**Page:**
What is it like to be a Digital Marketing Apprentice?

My name is Lara Howie, and I wanted to share my experience and journey as a Digital Marketing Apprentice so far, in honour of National Apprentice Week 2024.





For all school leavers, there is an immense amount of pressure to decide what you want to do with your life and career path. Do you go to university and further your knowledge of a subject, or do you apply for an apprenticeship and head straight into the field you are passionate about? Everybody is different, but for me – I chose to be an apprentice, and I am so happy that I did.

I will walk you through how I came to my decision, the process of application, a day in my life today, and a few key takeaways that might make your decision a bit easier.

Let’s start at the very beginning.


Why choose an Apprenticeship? 

Despite the obvious of ‘earning whilst you learn’, I believe that apprenticeships today can be more valuable in many fields than degrees. So much so, that a number of university graduates end up having to turn to an apprenticeship after university anyway. This is because your applications to jobs are not only up against the thousands of budding students who are also fresh out of university, possibly from the exact same course as you, but also a whole host of apprentices who have had 1-4 years of industry experience, and a qualification to go alongside it. Whilst it is subjective, a lot of the time the practical on-the-job experience proves more to an employer about your abilities than the degree itself.

This was further looked into by a YouGov Study which asked the public whether a university or an apprenticeship better prepares young people for the future.


As the graph shows, the vast majority of people from all political and educational backgrounds either thought an apprenticeship better, or equally prepared you for the future, when compared to a University degree.

However, taking the above into account, I am not discounting the value of a degree. I wanted to maintain my studies for as long as I could, hence the reason I opted for an apprenticeship, rather than an entry-level job. A particular element that I liked about apprenticeships was the ease of change, and therefore reduction in initial pressure. This is especially key for individuals who are unsure of which avenue they want to take - the lack of financial commitment within an apprenticeship, compared to that of a university course, provides reassurance that you could change your career path far easier than you could after enrolling into university. It also goes without saying that there is always a plethora of transferrable skills that come from industry experience alone, which makes it a lot easier to slot into any work environment, even if you decide to change industry.

The variety of experience you gain as an apprentice should most definitely not go unnoticed. It is required by the UK Government that an apprentice today uses at least 20% of their working hours for ‘off-the-job’ learning. This provides the opportunity for you to be given resources and explore different branches of your role, which are not necessarily prioritised by your employer but are still something you are interested in. It allows you to be more creative and curious with the specificity of your job role and can provide you with a lot more clarity of what you want as a part of your next steps, following your apprenticeship.

**Challenges:**
A – From the apprenticeship post, write out word for word the part that opens with the words containing "As the graph" and closes with "a University degree.".
B – According to the apprenticeship post, what minimum share of an apprentice's working hours does the UK Government require for off-the-job learning?
C – Extend the post about being a Digital Marketing Apprentice, picking up right after its final sentence.

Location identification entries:
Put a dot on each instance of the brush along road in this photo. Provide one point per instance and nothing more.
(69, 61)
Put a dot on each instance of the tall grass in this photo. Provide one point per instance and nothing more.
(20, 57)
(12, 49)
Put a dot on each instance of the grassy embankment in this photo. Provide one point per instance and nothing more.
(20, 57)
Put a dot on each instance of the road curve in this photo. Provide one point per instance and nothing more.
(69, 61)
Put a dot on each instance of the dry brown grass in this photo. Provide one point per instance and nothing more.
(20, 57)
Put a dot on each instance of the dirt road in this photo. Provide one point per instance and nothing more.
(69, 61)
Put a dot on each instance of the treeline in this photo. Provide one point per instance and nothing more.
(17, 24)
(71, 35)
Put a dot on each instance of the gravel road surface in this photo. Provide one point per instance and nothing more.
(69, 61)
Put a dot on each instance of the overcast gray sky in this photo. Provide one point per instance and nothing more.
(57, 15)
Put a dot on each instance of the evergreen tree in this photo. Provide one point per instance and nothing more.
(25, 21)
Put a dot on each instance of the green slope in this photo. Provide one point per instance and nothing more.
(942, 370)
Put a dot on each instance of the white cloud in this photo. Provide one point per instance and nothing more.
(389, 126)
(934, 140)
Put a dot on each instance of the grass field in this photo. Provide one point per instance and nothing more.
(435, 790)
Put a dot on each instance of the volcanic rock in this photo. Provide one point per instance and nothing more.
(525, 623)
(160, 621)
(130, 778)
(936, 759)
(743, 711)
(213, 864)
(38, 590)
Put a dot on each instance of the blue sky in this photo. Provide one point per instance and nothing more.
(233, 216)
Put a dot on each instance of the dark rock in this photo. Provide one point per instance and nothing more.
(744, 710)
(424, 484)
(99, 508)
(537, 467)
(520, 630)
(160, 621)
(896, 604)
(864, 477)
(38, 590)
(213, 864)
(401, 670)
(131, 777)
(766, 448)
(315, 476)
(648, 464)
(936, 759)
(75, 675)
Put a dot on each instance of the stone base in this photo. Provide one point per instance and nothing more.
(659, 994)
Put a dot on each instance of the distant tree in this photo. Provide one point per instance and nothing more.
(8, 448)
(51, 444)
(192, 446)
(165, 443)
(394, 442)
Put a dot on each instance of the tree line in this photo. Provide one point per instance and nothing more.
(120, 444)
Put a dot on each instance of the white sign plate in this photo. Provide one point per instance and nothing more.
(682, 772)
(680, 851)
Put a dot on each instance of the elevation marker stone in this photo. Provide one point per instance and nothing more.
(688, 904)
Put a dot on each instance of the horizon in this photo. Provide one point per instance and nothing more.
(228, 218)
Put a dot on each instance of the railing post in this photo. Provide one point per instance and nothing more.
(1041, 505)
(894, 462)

**Answers per task:**
A –
As the graph shows, the vast majority of people from all political and educational backgrounds either thought an apprenticeship better, or equally prepared you for the future, when compared to a University degree.

B – At least 20%.

C –
Finding Trusted Apprenticeship Providers: 

Apprenticeship providers are the organisation that supplies you, as an apprentice, with your compulsory training. It is, therefore, crucial you go with a provider that you trust will give you the highest standard of education, alongside your chosen career path. Every company does this differently. When I was hunting for my apprenticeship, the three main types of providers I came across were:

  • Further education colleges: An apprentice may be sent to an external college nearby to complete some theoretical or practical training in a classroom environment, instead of at the workplace.
  • Employers themselves: Some employers may be trained as apprenticeship providers In this case, all of your training is likely to be delivered within the workplace.
  • Independent training providers: An external company that has partnered with your employer to fulfill the learning element of your apprenticeship. They act as a coach and a support system throughout, however, are not an employee of your business. 


Who is my apprenticeship provider? 

I signed up to Baltic Apprenticeships, an independent training provider when I was browsing their website and saw how supportive they were of their apprentices, and really prioritised their candidates by finding a job role that suited them. I was able to give them the criteria I was looking for in a role, and they would contact me periodically with any potential vacancies that I may have been interested in.

After sending off my desirability’s, Baltic got back to me with a range of employers who were potentially interested in having me on board and met what I was looking for in a role. I responded and told them which one I was most interested in, and they set up an interview. Fast forward 2 months, and I had my first day at my new job and apprenticeship here at Red Ant Solutions.


I would love to give you a breakdown of my daily timetable and a generic to-do list, however, I have been here for six months now, and not a single day has been the same. As a Digital Marketing Apprentice, I constantly look into different avenues of the agency and want to learn more about each element. As I learn and develop, my manager will throw something new my way for me to get started with – I am never bored or left as a lost puppy looking for work to do.

Whilst my main focus is search engine optimisation, my own interest in creative work has allowed me to spend some of my off-the-job time looking into different design styles and design work I can do to support other business operations. This so far has included work for social media, generation of blog cover images, infographics, and general supporting design. On top of that, digital marketing is a very dynamic and fast-paced industry, so there has to be space in our days to deal with the unexpected for not only our business but all of our clients. The point here is that with an apprenticeship you get a lot of creative freedom to experiment within your role, always expect the unexpected, and most definitely do not expect boring and repetitive days, because in my experience you never get either of these.

Instead of a daily timetable, I am going to give you some insight as to how Red Ant Solutions operates with an apprentice, and how we make it work for everyone. I think this is so important for school leavers to understand because I know that I used to think ‘how much work can an apprentice really do’, and whether the whole thing would be a waste of my time or not.

I remember on day 1, my manager had a big training pack for me to get on with so that I could understand all of the marketing jargon and have an overview of the services we provide here. I was so grateful for this, as my perception of apprentices was that they effectively just shadowed more experienced employees (which would have been insightful, yes, but super boring). Whilst along the way I have shadowed my co-workers in order to learn from them from time to time, the whole team just allowed me to get more and more involved every day. Even by month two, I was allowed to do things that I wasn’t even sure I would be able to do by the end of my apprenticeship

Some major turning points that showed I was appreciated and valued here for me were:

  • My first blog upload.
  • The first time I was allowed to work on a client site.
  • Completing my first exam.
  • Completing my first project.
  • Publishing my own optimisation suggestions across our website.
  • Having large control over our social media accounts.
  • Having my opinion listened to and taken into account.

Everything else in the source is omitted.